[Object point labels]
[BEGIN]

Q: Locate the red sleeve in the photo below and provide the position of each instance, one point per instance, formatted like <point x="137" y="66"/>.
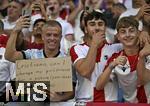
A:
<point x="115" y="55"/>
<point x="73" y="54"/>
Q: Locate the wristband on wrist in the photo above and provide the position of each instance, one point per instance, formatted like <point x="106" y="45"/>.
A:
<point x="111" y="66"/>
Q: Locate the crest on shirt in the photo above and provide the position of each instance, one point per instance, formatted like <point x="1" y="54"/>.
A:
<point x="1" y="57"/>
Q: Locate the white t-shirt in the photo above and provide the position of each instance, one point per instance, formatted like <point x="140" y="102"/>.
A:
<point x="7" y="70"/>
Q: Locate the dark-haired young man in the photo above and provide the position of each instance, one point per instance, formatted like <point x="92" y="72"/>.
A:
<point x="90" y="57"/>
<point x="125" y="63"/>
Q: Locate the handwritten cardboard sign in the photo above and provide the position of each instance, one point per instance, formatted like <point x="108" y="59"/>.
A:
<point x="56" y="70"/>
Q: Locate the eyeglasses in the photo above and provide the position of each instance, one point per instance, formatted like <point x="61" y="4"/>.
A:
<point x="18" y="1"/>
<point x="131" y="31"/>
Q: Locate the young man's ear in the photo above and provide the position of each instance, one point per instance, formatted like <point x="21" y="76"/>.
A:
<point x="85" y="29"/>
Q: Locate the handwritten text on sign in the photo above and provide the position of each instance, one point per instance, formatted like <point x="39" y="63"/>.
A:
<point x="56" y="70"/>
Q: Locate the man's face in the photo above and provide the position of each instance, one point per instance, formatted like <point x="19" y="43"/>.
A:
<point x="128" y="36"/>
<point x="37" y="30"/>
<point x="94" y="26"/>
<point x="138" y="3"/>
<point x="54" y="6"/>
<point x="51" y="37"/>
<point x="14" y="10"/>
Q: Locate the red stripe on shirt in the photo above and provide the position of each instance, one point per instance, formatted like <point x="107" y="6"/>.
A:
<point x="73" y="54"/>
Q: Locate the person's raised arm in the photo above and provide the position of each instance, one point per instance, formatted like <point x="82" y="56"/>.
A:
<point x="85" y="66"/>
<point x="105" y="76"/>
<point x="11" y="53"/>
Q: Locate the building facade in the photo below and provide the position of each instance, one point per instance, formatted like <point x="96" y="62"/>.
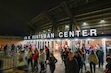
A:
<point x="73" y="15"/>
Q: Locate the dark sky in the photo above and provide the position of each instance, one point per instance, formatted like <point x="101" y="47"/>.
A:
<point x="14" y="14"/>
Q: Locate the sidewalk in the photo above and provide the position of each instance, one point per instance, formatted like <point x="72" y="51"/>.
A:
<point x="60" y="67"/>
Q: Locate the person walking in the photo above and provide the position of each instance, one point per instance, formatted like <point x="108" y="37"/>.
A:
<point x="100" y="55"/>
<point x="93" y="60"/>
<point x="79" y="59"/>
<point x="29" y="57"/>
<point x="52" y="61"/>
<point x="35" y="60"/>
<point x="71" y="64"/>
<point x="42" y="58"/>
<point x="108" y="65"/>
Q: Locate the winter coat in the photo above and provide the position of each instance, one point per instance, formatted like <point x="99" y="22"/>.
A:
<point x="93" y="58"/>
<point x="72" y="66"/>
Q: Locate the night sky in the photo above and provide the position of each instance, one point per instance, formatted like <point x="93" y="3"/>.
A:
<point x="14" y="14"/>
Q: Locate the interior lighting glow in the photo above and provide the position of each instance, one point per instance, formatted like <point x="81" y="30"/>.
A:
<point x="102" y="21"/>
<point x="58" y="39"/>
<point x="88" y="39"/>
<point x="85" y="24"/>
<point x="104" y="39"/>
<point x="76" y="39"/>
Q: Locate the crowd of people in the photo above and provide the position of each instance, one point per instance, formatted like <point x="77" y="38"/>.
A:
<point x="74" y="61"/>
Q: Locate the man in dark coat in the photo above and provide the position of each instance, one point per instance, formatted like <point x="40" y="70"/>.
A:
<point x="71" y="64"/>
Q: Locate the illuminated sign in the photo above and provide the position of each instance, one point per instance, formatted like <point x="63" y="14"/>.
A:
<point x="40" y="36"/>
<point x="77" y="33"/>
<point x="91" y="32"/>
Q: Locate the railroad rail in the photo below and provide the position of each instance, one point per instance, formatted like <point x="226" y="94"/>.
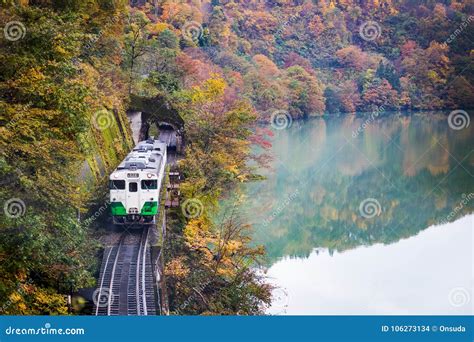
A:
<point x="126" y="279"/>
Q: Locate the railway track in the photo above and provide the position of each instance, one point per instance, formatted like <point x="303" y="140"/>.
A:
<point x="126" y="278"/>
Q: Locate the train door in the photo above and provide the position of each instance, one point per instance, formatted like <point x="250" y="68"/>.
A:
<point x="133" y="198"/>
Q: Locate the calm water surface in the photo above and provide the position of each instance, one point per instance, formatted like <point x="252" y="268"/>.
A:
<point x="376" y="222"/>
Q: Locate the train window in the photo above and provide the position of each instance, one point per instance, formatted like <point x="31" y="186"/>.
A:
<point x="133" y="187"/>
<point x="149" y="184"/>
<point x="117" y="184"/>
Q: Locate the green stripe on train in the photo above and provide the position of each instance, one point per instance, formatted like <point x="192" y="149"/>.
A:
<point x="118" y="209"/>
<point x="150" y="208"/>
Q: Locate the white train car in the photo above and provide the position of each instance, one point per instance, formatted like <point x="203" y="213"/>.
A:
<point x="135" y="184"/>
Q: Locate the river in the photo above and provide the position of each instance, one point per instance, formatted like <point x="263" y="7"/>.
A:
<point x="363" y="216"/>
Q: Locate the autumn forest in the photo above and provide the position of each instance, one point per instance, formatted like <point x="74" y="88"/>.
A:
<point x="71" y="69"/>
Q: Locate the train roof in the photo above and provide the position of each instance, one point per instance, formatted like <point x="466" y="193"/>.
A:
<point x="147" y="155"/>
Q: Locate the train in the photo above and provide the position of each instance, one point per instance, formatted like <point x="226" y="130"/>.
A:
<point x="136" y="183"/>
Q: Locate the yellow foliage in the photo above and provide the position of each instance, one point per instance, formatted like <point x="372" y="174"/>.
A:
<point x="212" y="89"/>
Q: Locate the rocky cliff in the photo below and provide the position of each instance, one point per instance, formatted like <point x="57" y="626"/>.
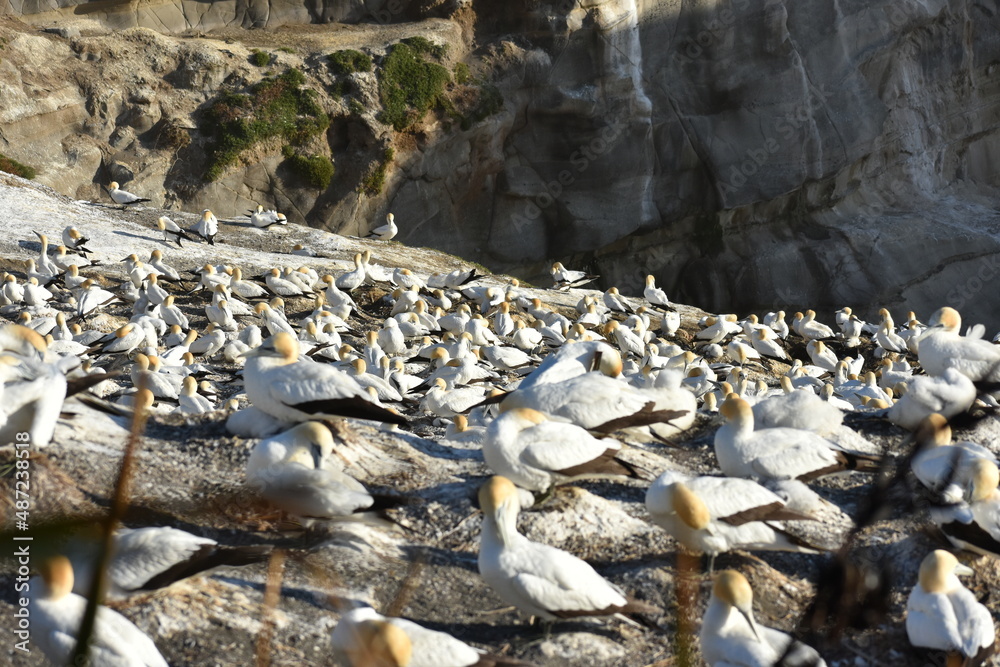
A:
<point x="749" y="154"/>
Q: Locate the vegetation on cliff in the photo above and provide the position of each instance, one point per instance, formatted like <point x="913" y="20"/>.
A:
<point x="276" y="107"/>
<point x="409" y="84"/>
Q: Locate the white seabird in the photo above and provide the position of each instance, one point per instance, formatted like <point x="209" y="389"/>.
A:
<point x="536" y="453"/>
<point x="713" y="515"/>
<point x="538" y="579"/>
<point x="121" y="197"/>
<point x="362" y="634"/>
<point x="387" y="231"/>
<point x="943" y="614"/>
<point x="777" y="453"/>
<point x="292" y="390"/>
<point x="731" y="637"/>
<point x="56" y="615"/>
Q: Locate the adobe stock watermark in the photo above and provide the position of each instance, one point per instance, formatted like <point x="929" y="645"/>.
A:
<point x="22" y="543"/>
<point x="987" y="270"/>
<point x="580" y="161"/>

[END]

_Task objective_
Give the data above again in full and unchanged, skipping the pictures.

_Output of the exercise_
Q: Locate the red sleeve in the photo below and provide the position of each instance, one point per instance, formatted like <point x="137" y="66"/>.
A:
<point x="115" y="55"/>
<point x="73" y="54"/>
Q: Locate the wristband on wrist in the photo above and provide the position of each instance, one point per instance, formatted like <point x="106" y="45"/>.
A:
<point x="111" y="66"/>
Q: Locate the crest on shirt in the photo above and provide the position of each instance, one point per instance, formatted like <point x="1" y="54"/>.
A:
<point x="1" y="57"/>
Q: Locate the white t-shirt in the photo above and provide the position of each instance, one point per instance, formatted like <point x="140" y="102"/>.
A:
<point x="7" y="70"/>
Q: Locate the dark-haired young man in the photo above and provide the position of each instance, one point per instance, formatted like <point x="92" y="72"/>.
A:
<point x="90" y="57"/>
<point x="125" y="63"/>
Q: Locate the handwritten cardboard sign in the photo above and provide the position of each instance, one point per instance, formatted like <point x="108" y="59"/>.
A:
<point x="56" y="70"/>
Q: Locate the eyeglasses in the photo above and provide the position of each instance, one point per instance, formatted like <point x="61" y="4"/>.
A:
<point x="18" y="1"/>
<point x="131" y="31"/>
Q: Locate the young man's ear in the photo above and provide the position of each instance, one point per instance, formatted like <point x="21" y="76"/>.
A:
<point x="85" y="29"/>
Q: Locate the handwritten text on sign in the photo above and provide the position of each instance, one point per instance, formatted like <point x="39" y="63"/>.
A:
<point x="56" y="70"/>
Q: Locate the man's face in the photo above and provide the position of each instance, one point per instance, formatted like <point x="19" y="43"/>.
A:
<point x="128" y="36"/>
<point x="37" y="30"/>
<point x="94" y="26"/>
<point x="138" y="3"/>
<point x="54" y="6"/>
<point x="51" y="37"/>
<point x="14" y="10"/>
Q: Locate the red stripe on shirt in the photo above and provide the position of each instance, one point per instance, formatted like <point x="107" y="6"/>.
A:
<point x="73" y="54"/>
Q: Locate the person's raised arm in the photo above and provide the position of each instance, one point per instance, formatted like <point x="82" y="56"/>.
A:
<point x="85" y="66"/>
<point x="105" y="76"/>
<point x="11" y="53"/>
Q: Locate the building facade in the photo below and provide the position of each instance, one point per instance, formatted like <point x="96" y="62"/>.
A:
<point x="73" y="15"/>
Q: Locate the dark sky in the photo above and provide the position of each instance, one point per instance, formatted like <point x="101" y="47"/>.
A:
<point x="14" y="14"/>
Q: Locate the sidewalk in the photo above and provide the position of each instance, one point per instance, formatted like <point x="72" y="51"/>.
A:
<point x="60" y="67"/>
Q: Locate the person walking in the photo above and provide the position of each instance, one point per instance, formatted like <point x="108" y="37"/>.
A:
<point x="100" y="55"/>
<point x="93" y="60"/>
<point x="79" y="59"/>
<point x="29" y="57"/>
<point x="52" y="61"/>
<point x="35" y="60"/>
<point x="71" y="64"/>
<point x="42" y="58"/>
<point x="108" y="65"/>
Q: Locate the winter coat in the photo above and provide the position of each instance, one point per instance, formatted like <point x="99" y="22"/>.
A:
<point x="93" y="58"/>
<point x="72" y="66"/>
Q: Locate the night sky in the photo above and provide the position of each instance, one point per instance, formatted like <point x="93" y="3"/>.
A:
<point x="14" y="14"/>
Q: Locate the interior lighting glow in the photo above and provide the position of each instance, one point per instance, formatted like <point x="81" y="30"/>.
A:
<point x="102" y="21"/>
<point x="58" y="39"/>
<point x="88" y="39"/>
<point x="85" y="24"/>
<point x="104" y="39"/>
<point x="76" y="39"/>
Q: Locate the crowd of people in the photo above and provide the position of each instance, one point per instance, formatted like <point x="77" y="38"/>.
A:
<point x="74" y="61"/>
Q: Locate the man in dark coat in the photo above and provide the position of each instance, one point per instance, formatted like <point x="40" y="70"/>.
A:
<point x="71" y="64"/>
Q: Locate the illuminated sign in the photo above and provide the position of each instance, one point per instance, formatted like <point x="63" y="14"/>.
A:
<point x="40" y="36"/>
<point x="77" y="33"/>
<point x="91" y="32"/>
Q: Locate the railroad rail in the photo below and provide the position of each instance, one point per instance, formatted like <point x="226" y="94"/>.
A:
<point x="126" y="279"/>
Q: Locate the railway track in the photo above and provide the position of each instance, one point per instance, formatted like <point x="303" y="140"/>.
A:
<point x="126" y="278"/>
Q: Locate the train door in the photo above and provide the position of each instance, one point per instance, formatted like <point x="250" y="68"/>.
A:
<point x="133" y="198"/>
Q: Locate the calm water surface in the photo above and provide the position of each instance, one point per instance, formatted like <point x="252" y="268"/>.
A:
<point x="376" y="222"/>
Q: Locate the train window in the photo above and provide the position of each instance, one point per instance, formatted like <point x="31" y="186"/>.
A:
<point x="133" y="187"/>
<point x="149" y="184"/>
<point x="117" y="184"/>
Q: Locate the green stripe on train in the photo above and provide the position of each instance, one point per instance, formatted like <point x="192" y="149"/>.
A:
<point x="118" y="209"/>
<point x="150" y="208"/>
Q: Locate the white train car in the photo above and provide the position of each instance, one point per instance, formatted like <point x="203" y="213"/>.
A:
<point x="135" y="184"/>
Q: Locate the river in the photo above and provide the position of each instance, one point per instance, formatted like <point x="263" y="7"/>.
A:
<point x="363" y="216"/>
Q: Locate the autumn forest in the photo above and provide the position of each instance, one point per instance, formatted like <point x="74" y="88"/>.
A:
<point x="71" y="69"/>
Q: Locate the train roof in the photo above and provide the position of each instance, one point per instance, formatted like <point x="466" y="193"/>.
A:
<point x="147" y="155"/>
Q: Locate the train in the photo above and provide the position of each instance, one point per instance, formatted like <point x="226" y="130"/>.
A:
<point x="136" y="183"/>
Q: Locate the yellow foliage in the photo above and provide the position of each instance, one point per instance, formatted like <point x="372" y="174"/>.
A:
<point x="212" y="89"/>
Q: Locate the rocky cliff in the photo below and provide the position of each instance, one point per instance, formatted like <point x="57" y="626"/>.
A:
<point x="749" y="154"/>
Q: Locate the vegetation on cliff in the photo above and provide the position of each instance, one point per instance, formatted like <point x="913" y="20"/>.
A:
<point x="276" y="107"/>
<point x="409" y="84"/>
Q: Locate the white seabird in the photo above and provide the position of each instance, one point per instance, formatted like <point x="209" y="389"/>.
A:
<point x="536" y="453"/>
<point x="713" y="515"/>
<point x="538" y="579"/>
<point x="121" y="197"/>
<point x="362" y="634"/>
<point x="387" y="231"/>
<point x="943" y="614"/>
<point x="777" y="453"/>
<point x="292" y="390"/>
<point x="731" y="637"/>
<point x="56" y="615"/>
Q: Locate the adobe stock watermark in the photo above and provide the position of each instance, one point per instance, formatted like <point x="929" y="645"/>.
A:
<point x="22" y="543"/>
<point x="987" y="270"/>
<point x="580" y="161"/>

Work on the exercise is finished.